** start of TEXT EXCERPT **

Well, I don't know. I think that same question applies for people with other methods, too, because you have to have development, to do certain things. But your mind can go so far past your development, in any direction. I think we all are trying to bring our minds back to our development, and make it come out. So, as far as handicaps - like Reinhardt - he was handicapped, but at the same time, he played more than a lot of cats that had all the facilities. So, I don't think we can use that term, although we've all got handicaps.
Duarte: His wasn't voluntary, though, was it?
Right - he had no choice. I've got a choice. But say, if I were using a pick - I still don't have to have any more development. I know cats that have been using pick for a long time, and don't have any more development than I have. So I think it's a mental state, more than a physical state. What counts is the way you do what you do - your approach to it. Because development varies so, and there's no reason for it. You can see a cat that's so fast - he's too fast. And he don't have anything to go along with it. All he knows is, he's been working at it, so he's got it. We're all going to fall short on some things. I haven't seen anybody that's got it all. Now, why that is, I don't know. I've seen plenty of fellows that had plenty of one thing - more than they really need to get by with. And other guys'll be falling short on something they could really use.
Duarte: It's the instinctive selecting of the right tools to do what you want to do.
Yes, but I didn't really select the thumb. That just came accidentally. You see, at the time, after I had accepted the fact that I was going to play with my thumb, it was still for my own amusement. If I had decided to be a professional musician, I'd have gone right to the pick. This is logical, to feel this way first. If I was going to do it in a natural way, I'd have to follow the natural form. But I'm playing for my own amusement, so I don't have to use anyform. You dig? It just happened that, with the form I was using - and I wasn't conscious of any limitation - I was able to hear other cats do other things, enjoy what they do, and not feel like I have to do what they do.
Isaacs: This is why you've grown so much in your playing. That is a wonderful attitude of mind.
If other cats find other directions good! Because I've heard so many directions already myself, so there must be others. If it takes 20 years, somebody's going to discover another direction. There's so much that we don't know that's connected with what we're doing, that we're going to have to allow for that. A lot of things that I'm doing I have no answer for - but I don't worry about it. Maybe somebody else can explain it better than I can, so I leave it like that.
Duarte: This, of course, goes along with genius, I think. You know, we struggle, we worry about the angle of this finger, and whether you use this muscle or that, and when your wrist is arched. Earlier today I was trying to find out how Wes works his thumb. This was almost impossible, for the simple reason that he doesn't know himself. He's never really taken account of it.
I did once. This was about eight or nine years ago. A friend of mine said: "I was just thinking have you noticed where your thumb moves? " and it was a thought, because I'd been worried about the left hand - the neck. If I looked at that, and it comes out, everything's all right. I really hadn't thought about the right hand before. So I decided: when I go up for the next set, I'm going to watch and see what happens. I let it get started first, then I looked back - and it would stop! Just looking at it - I had a block. So I don't look at it.

** end of TEXT EXCERPT **

EXERCISE A:
Count the lines in the records below that contain the string "formwork". Reply with the number alone.

** start of RECORDS SHOWN **

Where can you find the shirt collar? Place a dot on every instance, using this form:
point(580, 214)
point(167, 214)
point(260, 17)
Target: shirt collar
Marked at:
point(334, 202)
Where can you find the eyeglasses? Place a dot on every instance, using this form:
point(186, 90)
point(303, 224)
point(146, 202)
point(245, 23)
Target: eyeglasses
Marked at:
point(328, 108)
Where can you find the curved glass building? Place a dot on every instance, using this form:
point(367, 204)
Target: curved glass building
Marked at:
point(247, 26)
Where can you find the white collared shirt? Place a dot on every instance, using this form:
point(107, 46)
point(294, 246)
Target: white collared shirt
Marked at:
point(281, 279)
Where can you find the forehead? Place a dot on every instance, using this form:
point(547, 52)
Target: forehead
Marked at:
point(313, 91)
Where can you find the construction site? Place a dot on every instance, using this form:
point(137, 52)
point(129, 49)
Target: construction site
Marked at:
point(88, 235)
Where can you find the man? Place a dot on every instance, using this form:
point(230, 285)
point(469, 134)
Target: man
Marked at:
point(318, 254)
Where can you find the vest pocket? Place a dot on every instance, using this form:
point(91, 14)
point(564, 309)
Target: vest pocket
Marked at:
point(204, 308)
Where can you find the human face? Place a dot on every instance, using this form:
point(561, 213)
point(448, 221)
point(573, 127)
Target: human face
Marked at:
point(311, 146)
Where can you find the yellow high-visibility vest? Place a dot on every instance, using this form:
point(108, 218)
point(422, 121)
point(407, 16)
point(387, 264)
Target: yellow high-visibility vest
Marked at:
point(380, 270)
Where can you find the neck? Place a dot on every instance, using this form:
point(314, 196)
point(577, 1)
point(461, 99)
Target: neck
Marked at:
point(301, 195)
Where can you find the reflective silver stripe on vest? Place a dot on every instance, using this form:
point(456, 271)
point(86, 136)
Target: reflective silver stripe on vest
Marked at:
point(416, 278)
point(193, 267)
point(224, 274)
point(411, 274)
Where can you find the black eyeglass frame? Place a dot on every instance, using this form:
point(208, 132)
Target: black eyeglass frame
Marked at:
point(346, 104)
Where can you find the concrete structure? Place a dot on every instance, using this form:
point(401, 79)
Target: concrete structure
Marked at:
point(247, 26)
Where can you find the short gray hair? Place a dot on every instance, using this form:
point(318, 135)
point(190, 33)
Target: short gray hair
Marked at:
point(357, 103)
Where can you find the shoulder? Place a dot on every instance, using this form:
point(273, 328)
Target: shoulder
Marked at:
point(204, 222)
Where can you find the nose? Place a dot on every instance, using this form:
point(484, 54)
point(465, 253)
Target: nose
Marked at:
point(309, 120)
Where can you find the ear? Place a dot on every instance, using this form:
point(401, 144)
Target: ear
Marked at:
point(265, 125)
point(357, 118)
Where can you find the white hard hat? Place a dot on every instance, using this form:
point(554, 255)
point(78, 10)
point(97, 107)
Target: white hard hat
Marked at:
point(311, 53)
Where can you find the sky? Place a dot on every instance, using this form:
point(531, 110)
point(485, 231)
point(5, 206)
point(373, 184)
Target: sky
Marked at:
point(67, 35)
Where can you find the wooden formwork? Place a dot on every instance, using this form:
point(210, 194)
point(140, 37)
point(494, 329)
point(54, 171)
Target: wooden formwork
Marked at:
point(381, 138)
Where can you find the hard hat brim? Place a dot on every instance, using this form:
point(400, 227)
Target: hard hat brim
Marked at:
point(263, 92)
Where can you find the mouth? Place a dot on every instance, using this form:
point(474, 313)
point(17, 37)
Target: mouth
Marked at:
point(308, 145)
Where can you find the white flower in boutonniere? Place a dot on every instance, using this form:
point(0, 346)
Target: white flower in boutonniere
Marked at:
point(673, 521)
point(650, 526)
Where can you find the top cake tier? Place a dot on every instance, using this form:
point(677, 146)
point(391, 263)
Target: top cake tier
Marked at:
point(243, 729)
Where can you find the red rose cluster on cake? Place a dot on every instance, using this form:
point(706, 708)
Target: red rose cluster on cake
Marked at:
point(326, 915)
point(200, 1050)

** end of RECORDS SHOWN **

EXERCISE B:
List every personal name that appears in the interview excerpt above.

CORRECT RESULT A:
2

CORRECT RESULT B:
Reinhardt, Duarte, Isaacs, Wes